* [Stated problem A]: Using the forum thread below on developer versus resale timeshare purchases, decide whether each statement agrees with the thread: (i) the original poster paid a bit less than $10K for 133 annual ownership points; (ii) the rescind letter was sent by certified mail; (iii) the last Monarch Grand Vacation package sold on ebay went for $199 for 155 points. Answer yes or no for each and quote the words of the thread that settle it.
* [Stated problem B]: From the forum thread below on developer versus resale timeshare purchases, reproduce word for word the part that opens with the words containing "For comparison - the" and closes with "solidify the decision.".
* [Stated problem C]: Carry on the forum thread below about buying a timeshare from the developer versus on the resale market, picking up after its final sentence.

* [Given text]:
--- begin ---

# Developer vs Resale Purchase



## celticmutt (Aug 2, 2010)

I think I know the answer to this one, but would like some additional supportive input.  We are still within our 7-day cancellation grace period after having purchased a Monarch Grand Vacations plan of 133 annual ownership points for a bit less than $10K.  (They threw in 266 - 24 month use bonus points; this as an FYI, but I'm thinking not really relevant to the bottom line question.)  Will we be better off canceling and purchasing same on the resale market?
TIA for your speedy responses - we only have 3 days left to pull the trigger.
CM


----------



## DeniseM (Aug 2, 2010)

Absolutely and without a doubt!  You can buy the same thing resale for pennies on the dollar!

Here is some info. about rescinding - I wrote it for another resort, but besides that, it all applies to you!

*RESCIND!  *


----------



## DaveNV (Aug 2, 2010)

Rescind while you can.  There is nothing the Developer can do for you except take your money.  You can buy the same thing on the resale market for pennies on the dollar.

Others may have more specific information, but that's the short answer.  

Dave

P.S.  Welcome to Tug!  You're in the right place.


----------



## scrapngen (Aug 2, 2010)

Over on the bargain deals here on TUG is this ad:

Sorry, I still haven't been able to figure out how to put the thread in, but I did a search for Monarch Grand Vacations...

Dated August 1: 
Free Monarch Grand Vacations Timeshare 133 pts EOY


----------



## AwayWeGo (Aug 2, 2010)

*Rescinda-Sinda-Sinda.*




celticmutt said:


> Will we be better off canceling and purchasing same on the resale market?


Yes, absolutely. 

Get out of it while you can. 

Nothing that the timeshare companies sell at full freight is worth the money -- & that goes also for all the various extras & perks, etc., that they offer to throw in to sweeten the deal. 

Buy timeshares resale. 

Save thousands of dollars on exactly the same thing, or the equivalent, or something even better. 

-- Alan Cole, McLean (Fairfax County), Virginia, USA.​


----------



## DeniseM (Aug 2, 2010)

For comparison - the last Monarch Grand Vacation pkg. that sold on ebay went for $199 for 155 points!  

MGV on ebay

Recently 2 sold for $1, one for $102.50, one for $135.50, and one for $257.50 (465 pts.)


----------



## celticmutt (Aug 3, 2010)

Many thanks for all your quick responses.  They really helped to solidify the decision.
The rescind letter has been FAXed!  (Again, with valuable help from input here.)
Jeeze, the salespeople at these resorts should offer access to TUG during their pitches ... Yeah, I don't think so either!!
CM


----------



## vacationtime1 (Aug 3, 2010)

It is critical that you rescind in the exact way they tell you to rescind.  Read the paperwork carefully.

If fax is an approved method, great.  If not, rescind per instructions (First Class Mail, Certified Mail, FedEx, carrier pigeon, etc.).  If you do it wrong, they could refuse to recognize your rescission.

Then, take a few months and research.

Finally, welcome to TUG.


----------



## timeos2 (Aug 3, 2010)

*Do it right as Mike Holmes says*

Yes, PLEASE do not depend on a fax to be a proper recind unless the paperwork states that. Find the procedure in all that pile & followit exactly to be sure you get it right. You do not want to end up owing thousands you don't have to because you didn't use a $3 certified letter as required.

--- end ---

* [Material shown]:
--- begin ---

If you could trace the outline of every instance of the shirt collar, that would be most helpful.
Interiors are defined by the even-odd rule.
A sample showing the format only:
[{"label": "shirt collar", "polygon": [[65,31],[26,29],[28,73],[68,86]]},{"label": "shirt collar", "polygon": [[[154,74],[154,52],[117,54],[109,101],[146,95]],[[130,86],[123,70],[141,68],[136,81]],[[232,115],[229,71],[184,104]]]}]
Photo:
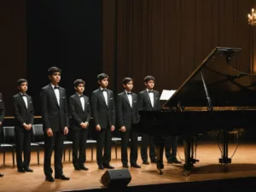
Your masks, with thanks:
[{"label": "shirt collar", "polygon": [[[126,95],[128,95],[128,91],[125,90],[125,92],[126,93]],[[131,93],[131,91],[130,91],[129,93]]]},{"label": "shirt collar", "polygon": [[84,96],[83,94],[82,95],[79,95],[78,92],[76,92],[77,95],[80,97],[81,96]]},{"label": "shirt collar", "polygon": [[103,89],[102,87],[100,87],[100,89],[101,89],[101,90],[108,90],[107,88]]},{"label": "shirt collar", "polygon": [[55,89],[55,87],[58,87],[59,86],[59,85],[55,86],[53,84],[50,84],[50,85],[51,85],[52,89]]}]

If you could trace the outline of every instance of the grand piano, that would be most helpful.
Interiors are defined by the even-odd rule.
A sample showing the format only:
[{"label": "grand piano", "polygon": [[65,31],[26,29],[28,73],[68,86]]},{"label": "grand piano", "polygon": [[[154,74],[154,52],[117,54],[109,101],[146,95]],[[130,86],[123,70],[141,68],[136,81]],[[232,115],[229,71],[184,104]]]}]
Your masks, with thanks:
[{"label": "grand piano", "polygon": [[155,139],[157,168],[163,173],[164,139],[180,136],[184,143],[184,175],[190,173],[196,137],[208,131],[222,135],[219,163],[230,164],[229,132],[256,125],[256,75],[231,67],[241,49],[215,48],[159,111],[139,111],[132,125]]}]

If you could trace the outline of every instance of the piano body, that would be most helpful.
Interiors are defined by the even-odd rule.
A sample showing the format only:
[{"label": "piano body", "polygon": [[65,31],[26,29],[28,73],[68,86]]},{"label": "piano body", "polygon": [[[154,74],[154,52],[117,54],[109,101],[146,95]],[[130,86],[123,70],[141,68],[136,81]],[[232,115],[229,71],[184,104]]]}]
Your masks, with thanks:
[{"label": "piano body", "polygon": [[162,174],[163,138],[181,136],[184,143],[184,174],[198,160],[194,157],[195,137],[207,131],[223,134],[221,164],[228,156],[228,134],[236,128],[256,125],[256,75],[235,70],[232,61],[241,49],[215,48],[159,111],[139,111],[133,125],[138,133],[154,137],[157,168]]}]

--- end ---

* [Expected output A]:
(i) Yes: "a Monarch Grand Vacations plan of 133 annual ownership points for a bit less than $10K"
(ii) No: "The rescind letter has been FAXed!"
(iii) Yes: "the last Monarch Grand Vacation pkg. that sold on ebay went for $199 for 155 points!"

* [Expected output B]:
For comparison - the last Monarch Grand Vacation pkg. that sold on ebay went for $199 for 155 points!  

MGV on ebay

Recently 2 sold for $1, one for $102.50, one for $135.50, and one for $257.50 (465 pts.)


----------



## celticmutt (Aug 3, 2010)

Many thanks for all your quick responses.  They really helped to solidify the decision.

* [Expected output C]:
Rescind now but do it according to the printed rules. 

Then enjoy a great bargain on resale & join us here to discuss your great value in vacations!


----------



## Laurie (Aug 3, 2010)

How will you prove they received the fax, if you have to? 

Most rescission letters have to go another way, such as first class / certified. Mine did. 

But even if they only require fax, I'd get a signature acknowledging receipt. (In another situation, I once faxed some ppw before a deadline, party denied receiving, I had no proof, and it caused me a BIG problem.) To cover my bases in this case, I'd mail it certified too, and get a signed receipt.


----------



## rickandcindy23 (Aug 3, 2010)

Yes, you need a receipt from the post office, so send it return receipt requested.  It's very important that you do this, so the post office is your proof.  I kept our return receipt for two years.  Okay, so maybe that was overdoing it.  :rofl:


----------



## AwayWeGo (Aug 3, 2010)

*You Typed A Mouthful.*




celticmutt said:


> Jeeze, the salespeople at these resorts should offer access to TUG during their pitches .


Today's timeshare biz is built on high-pressure razzle-dazzle & ballyhoo, with sales pitches featuring truth-stretching & guilt-tripping & psychological manipulation. 

The timeshare biz is long overdue for an all-new concept based on full disclosure & informed consumers & the unvarnished truth -- something along the lines of Wal-Mart for newly deeded timeshares & along the lines of CarMax for resales. 

Once they drop the traditional fast-talking, carnival barker _buy-buy-buy_ & _now-now-now_ sales concept where customers are viewed as sheep to be fleeced rather than clients to be respected, they might well welcome the refreshing light of day into their sales rooms, including terminals connected to TUG. 

I'm not holding my breath waiting for that. 

-- Alan Cole, McLean (Fairfax County), Virginia, USA.​


----------



## vacationtime1 (Aug 3, 2010)

Laurie said:


> How will you prove they received the fax, if you have to?
> 
> Most rescission letters have to go another way, such as first class / certified. Mine did.
> 
> But even if they only require fax, I'd get a signature acknowledging receipt. (In another situation, I once faxed some ppw before a deadline, party denied receiving, I had no proof, and it caused me a BIG problem.) To cover my bases in this case, I'd mail it certified too, and get a signed receipt.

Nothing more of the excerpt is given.